++++ GIVEN RECORDS

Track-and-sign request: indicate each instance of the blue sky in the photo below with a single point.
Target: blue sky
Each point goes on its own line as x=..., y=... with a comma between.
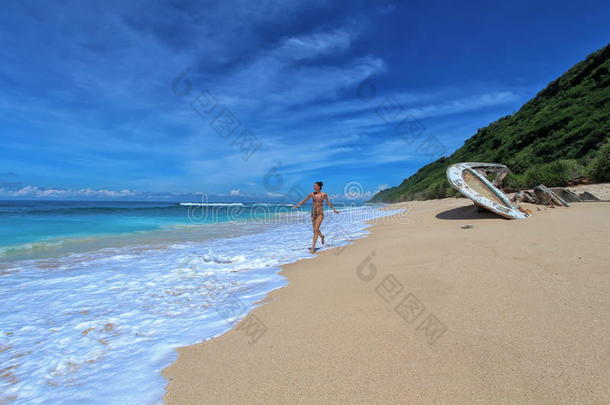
x=273, y=94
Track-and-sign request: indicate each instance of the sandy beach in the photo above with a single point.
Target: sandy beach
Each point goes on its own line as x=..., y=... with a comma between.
x=425, y=311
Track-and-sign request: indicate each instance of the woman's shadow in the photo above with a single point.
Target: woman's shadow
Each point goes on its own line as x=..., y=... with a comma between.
x=467, y=212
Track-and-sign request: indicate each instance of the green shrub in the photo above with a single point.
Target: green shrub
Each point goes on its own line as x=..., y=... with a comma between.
x=599, y=168
x=436, y=190
x=554, y=174
x=514, y=182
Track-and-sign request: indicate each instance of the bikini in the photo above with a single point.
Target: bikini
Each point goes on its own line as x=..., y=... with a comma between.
x=317, y=209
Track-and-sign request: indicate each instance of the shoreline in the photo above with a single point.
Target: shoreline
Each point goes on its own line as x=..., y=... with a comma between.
x=344, y=327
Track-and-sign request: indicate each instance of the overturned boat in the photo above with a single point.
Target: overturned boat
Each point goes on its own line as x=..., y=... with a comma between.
x=470, y=179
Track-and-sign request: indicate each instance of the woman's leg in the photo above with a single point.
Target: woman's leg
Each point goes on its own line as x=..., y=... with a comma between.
x=317, y=221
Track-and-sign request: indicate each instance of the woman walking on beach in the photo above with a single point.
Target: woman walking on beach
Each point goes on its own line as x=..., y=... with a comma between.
x=317, y=211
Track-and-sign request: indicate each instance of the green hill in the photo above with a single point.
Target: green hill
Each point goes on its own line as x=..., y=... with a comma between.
x=561, y=134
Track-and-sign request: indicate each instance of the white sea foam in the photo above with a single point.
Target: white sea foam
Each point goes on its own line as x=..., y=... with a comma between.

++++++++

→ **WRITTEN REQUEST**: Write out every line of the items above word for word, leaving out the pictures.

→ **FINAL ANSWER**:
Track-and-sign request: indicate each instance of the blue sky in the photo below with a single point.
Target: blue sky
Each point goes on its own line as x=..., y=... with a comma between.
x=273, y=94
Track-and-sign request: indicate each instance of the sandy beach in the photo above with a single point.
Target: sandy beach
Each point goes on its own line as x=..., y=... with a comma between.
x=425, y=311
Track-and-sign request: indicate each instance of the woman's shadow in the photo above with a single point.
Target: woman's shadow
Each point goes on its own line as x=..., y=... with a comma between.
x=467, y=212
Track-and-sign request: indicate each instance of the green shrub in the photo above with a single point.
Target: green shrub
Each point goes on its own line as x=..., y=... with a comma between.
x=599, y=168
x=436, y=190
x=554, y=174
x=514, y=182
Track-and-sign request: indicate each instance of the bikini in the photo above with a single point.
Target: bikini
Each point goes on its own line as x=..., y=... with a comma between.
x=317, y=209
Track-and-sign request: indicate each instance of the shoreline in the photo above with a single point.
Target: shoreline
Each point goes on its own line as x=..., y=... with a comma between.
x=344, y=327
Track-and-sign request: indicate each instance of the overturned boat in the photo above with a single point.
Target: overturned boat
Each point goes on its own line as x=..., y=... with a comma between.
x=470, y=179
Track-and-sign request: indicate each instance of the woman's leg in the photo above with a single point.
Target: woman's leg
Each point goes on its own line as x=..., y=... with a comma between.
x=317, y=221
Track-and-sign request: indicate each instance of the woman walking on beach in the photo above with a single point.
Target: woman walking on beach
Each point goes on its own line as x=..., y=... with a comma between.
x=317, y=211
Track-and-sign request: indicate each instance of the green hill in the photo above with a single point.
Target: green hill
Each point goes on its own line as x=..., y=... with a comma between.
x=561, y=134
Track-and-sign request: indicate each instance of the white sea foam in the photo above with a single point.
Target: white sea foam
Each point goes on its own line as x=..., y=... with a comma between.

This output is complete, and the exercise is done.